- [SHORT EXERCISE 1]: Please restate the entries between the lines holding "Confirm that each instance of the stone serpent" and "pixel 176 27", inclusive, substituting "climbing ivy" for each "hanging vine" and keeping everything else unchanged. Return only those lines.

- [DOCUMENT SECTION]:
begin
4. Angels and Cherubim
Theme: 4. Angels and Cherubim
Summerstrand 18 August 2019 18:30
I begin with an overview of the essence and work of angels, cherubim and seraphim. Then I will focus on Acts 12 where an angel’s exceptional involvement in the life and ministry of Peter is told, as well as the manner in which an angel killed Herod because he did not honour God.
My focus is: “And the chains fell off his hands”. This story attest to the reality of angels and the power of prayer.
Video on the Angels and Cherubim
“Spiritual Beings are copyright 2019 by The Bible Project and are available for viewing at www.thebibleproject.com“.
SERMON THREE: ANGELS AND CHERUBIM
I start with the cherubim, because we read less about them in the Bible and I want to focus more on the angels. Angels are much more involved in our lives.
- We read of the cherubim – gerubs in Afrikaans – at the beginning of the Bible in the garden of Eden where they functioned as guards to the tree of life.
“He drove out the man, and at the east of the garden of Eden he placed the cherubim and a flaming sword that turned every way to guard the way to the tree of life.” (Gen 3:24)
- We read of symbols of the cherubim in the story of the tabernacle and the temple where they have a symbolic role as guardians of the ark of the covenant. There were two golden cherubim on the ark of the covenant, symbols of their guarding role toward God (Ex 25:22). The writer of Hebrews also refers back to them in the NT (Hebr 9:5).
- The first person to actually see them was the prophet Ezekiel (Ezek 10:1). He also called them living beings (Ezek 10:15). That leads to the conclusion that the four living beings we encounter in John’s apocalyptic vision, are most probably also cherubim, or maybe a combination of the cherubim and seraphim (Rev 4-5).
end
- [DATA EXTRACT]:
begin
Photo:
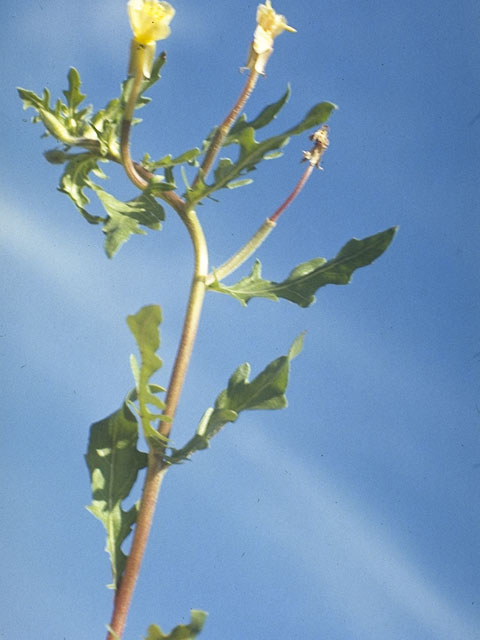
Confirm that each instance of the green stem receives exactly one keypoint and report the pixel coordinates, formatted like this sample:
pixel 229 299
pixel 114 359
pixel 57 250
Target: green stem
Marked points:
pixel 225 127
pixel 242 254
pixel 156 465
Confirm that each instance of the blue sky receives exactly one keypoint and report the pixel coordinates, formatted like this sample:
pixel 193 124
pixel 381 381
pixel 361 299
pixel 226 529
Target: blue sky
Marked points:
pixel 353 514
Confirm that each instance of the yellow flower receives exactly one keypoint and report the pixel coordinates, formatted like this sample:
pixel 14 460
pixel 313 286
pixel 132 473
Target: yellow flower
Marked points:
pixel 150 21
pixel 269 25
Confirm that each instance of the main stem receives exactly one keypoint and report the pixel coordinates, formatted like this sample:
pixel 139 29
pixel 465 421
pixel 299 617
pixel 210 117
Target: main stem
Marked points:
pixel 156 466
pixel 225 127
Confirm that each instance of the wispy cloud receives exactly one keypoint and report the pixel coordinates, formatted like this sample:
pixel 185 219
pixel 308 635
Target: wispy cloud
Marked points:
pixel 374 577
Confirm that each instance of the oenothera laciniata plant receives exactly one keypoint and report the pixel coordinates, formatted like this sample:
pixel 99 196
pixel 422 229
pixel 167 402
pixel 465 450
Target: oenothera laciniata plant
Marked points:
pixel 88 142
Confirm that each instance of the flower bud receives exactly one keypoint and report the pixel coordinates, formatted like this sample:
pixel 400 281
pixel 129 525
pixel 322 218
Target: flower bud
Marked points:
pixel 269 25
pixel 150 21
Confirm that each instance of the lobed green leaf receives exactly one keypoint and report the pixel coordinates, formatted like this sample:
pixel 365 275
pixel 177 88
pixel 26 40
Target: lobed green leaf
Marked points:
pixel 144 326
pixel 125 218
pixel 182 631
pixel 114 462
pixel 303 282
pixel 266 391
pixel 251 152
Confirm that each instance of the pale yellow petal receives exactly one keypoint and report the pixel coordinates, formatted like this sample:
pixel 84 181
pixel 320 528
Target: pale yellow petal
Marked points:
pixel 150 20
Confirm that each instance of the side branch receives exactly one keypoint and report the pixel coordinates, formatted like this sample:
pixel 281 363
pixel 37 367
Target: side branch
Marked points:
pixel 225 127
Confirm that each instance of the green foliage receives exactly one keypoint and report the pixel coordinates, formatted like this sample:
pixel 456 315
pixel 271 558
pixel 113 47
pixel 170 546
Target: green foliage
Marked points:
pixel 266 391
pixel 99 135
pixel 251 152
pixel 182 631
pixel 114 462
pixel 144 326
pixel 308 277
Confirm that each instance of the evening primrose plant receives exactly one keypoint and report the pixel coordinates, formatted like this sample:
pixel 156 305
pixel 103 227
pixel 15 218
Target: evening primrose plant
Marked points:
pixel 88 141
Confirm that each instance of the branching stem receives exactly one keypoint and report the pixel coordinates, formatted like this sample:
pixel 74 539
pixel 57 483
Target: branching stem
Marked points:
pixel 156 467
pixel 225 127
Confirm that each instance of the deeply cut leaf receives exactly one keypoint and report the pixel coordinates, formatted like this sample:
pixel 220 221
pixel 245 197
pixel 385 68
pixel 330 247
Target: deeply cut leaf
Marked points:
pixel 114 462
pixel 266 391
pixel 182 631
pixel 251 152
pixel 125 218
pixel 308 277
pixel 144 326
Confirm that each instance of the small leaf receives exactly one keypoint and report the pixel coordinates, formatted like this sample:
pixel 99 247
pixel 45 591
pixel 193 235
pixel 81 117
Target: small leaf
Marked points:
pixel 251 151
pixel 144 326
pixel 73 94
pixel 76 178
pixel 266 391
pixel 265 117
pixel 114 462
pixel 125 218
pixel 308 277
pixel 182 631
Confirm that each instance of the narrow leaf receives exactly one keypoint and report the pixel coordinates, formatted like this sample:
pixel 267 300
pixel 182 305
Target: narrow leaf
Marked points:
pixel 114 462
pixel 308 277
pixel 144 326
pixel 76 178
pixel 182 631
pixel 266 391
pixel 73 94
pixel 125 218
pixel 266 116
pixel 251 152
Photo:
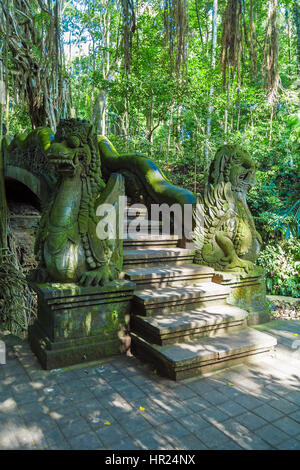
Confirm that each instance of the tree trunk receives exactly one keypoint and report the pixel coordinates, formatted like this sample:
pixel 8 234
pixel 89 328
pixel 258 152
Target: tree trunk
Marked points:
pixel 213 64
pixel 270 64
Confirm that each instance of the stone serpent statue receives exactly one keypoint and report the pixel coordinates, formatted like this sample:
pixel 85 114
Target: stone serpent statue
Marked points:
pixel 225 236
pixel 67 246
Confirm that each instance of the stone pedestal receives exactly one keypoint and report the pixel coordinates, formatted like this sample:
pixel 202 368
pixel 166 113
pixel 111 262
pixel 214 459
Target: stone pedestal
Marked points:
pixel 80 324
pixel 248 291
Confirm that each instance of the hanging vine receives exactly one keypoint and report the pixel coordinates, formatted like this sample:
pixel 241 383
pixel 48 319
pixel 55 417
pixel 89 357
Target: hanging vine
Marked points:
pixel 32 33
pixel 129 28
pixel 176 27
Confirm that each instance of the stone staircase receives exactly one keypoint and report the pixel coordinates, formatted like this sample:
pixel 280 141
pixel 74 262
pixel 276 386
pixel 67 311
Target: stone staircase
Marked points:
pixel 180 319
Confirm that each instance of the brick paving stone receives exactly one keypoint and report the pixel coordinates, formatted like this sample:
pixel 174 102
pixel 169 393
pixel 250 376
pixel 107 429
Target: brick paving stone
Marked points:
pixel 194 422
pixel 232 428
pixel 188 442
pixel 55 439
pixel 157 416
pixel 200 386
pixel 215 397
pixel 248 401
pixel 253 442
pixel 74 427
pixel 214 415
pixel 288 425
pixel 212 437
pixel 232 408
pixel 132 393
pixel 231 445
pixel 251 421
pixel 175 408
pixel 151 440
pixel 80 395
pixel 32 409
pixel 296 415
pixel 267 412
pixel 173 430
pixel 271 434
pixel 290 444
pixel 124 444
pixel 42 410
pixel 184 393
pixel 86 441
pixel 283 405
pixel 135 424
pixel 110 434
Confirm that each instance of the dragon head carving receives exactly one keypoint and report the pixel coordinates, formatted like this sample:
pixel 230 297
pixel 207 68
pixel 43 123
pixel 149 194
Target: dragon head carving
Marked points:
pixel 233 164
pixel 75 149
pixel 225 234
pixel 67 244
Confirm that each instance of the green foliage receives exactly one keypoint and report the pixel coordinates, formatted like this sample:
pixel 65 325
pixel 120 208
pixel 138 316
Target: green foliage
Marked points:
pixel 164 115
pixel 281 262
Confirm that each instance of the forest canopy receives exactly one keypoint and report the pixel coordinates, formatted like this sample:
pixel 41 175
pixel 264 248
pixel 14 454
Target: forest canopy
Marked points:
pixel 173 79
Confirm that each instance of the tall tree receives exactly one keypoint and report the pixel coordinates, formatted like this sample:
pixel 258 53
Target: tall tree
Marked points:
pixel 270 60
pixel 32 33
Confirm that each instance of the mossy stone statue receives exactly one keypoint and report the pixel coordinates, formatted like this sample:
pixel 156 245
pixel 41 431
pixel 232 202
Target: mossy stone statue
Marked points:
pixel 67 246
pixel 225 235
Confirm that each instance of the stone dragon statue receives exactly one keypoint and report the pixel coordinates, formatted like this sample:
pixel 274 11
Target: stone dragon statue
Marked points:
pixel 67 246
pixel 225 236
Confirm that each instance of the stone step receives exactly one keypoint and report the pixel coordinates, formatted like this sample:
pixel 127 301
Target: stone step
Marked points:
pixel 142 227
pixel 168 275
pixel 181 326
pixel 156 256
pixel 150 241
pixel 148 301
pixel 187 359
end
- [SHORT EXERCISE 2]:
Decide whether each statement agrees with the sermon on angels and cherubim. Answer yes or no, and quote the words that settle it.
(a) The cherubim in Eden guarded the way to the tree of life.
(b) Three golden cherubim stood on the ark of the covenant.
(c) The prophet Isaiah was the first person to actually see the cherubim.

- [TASK OUTPUT 1]:
Confirm that each instance of the stone serpent statue receives exactly one keypoint and report the pixel coordinates, formatted like this sample:
pixel 85 114
Target: stone serpent statue
Marked points:
pixel 225 236
pixel 67 246
Confirm that each instance of the stone pedestal receives exactly one keypoint and report the pixel coordinates, formatted like this sample:
pixel 202 368
pixel 166 113
pixel 111 262
pixel 214 459
Target: stone pedestal
Marked points:
pixel 80 324
pixel 248 291
Confirm that each instance of the climbing ivy receives exactly one keypoint and report the pixel coordinates, formatted like this sample:
pixel 241 383
pixel 48 319
pixel 55 417
pixel 89 357
Target: climbing ivy
Marked points:
pixel 32 33
pixel 129 28
pixel 176 27

- [TASK OUTPUT 2]:
(a) Yes: "he placed the cherubim and a flaming sword that turned every way to guard the way to the tree of life."
(b) No: "There were two golden cherubim on the ark of the covenant"
(c) No: "The first person to actually see them was the prophet Ezekiel"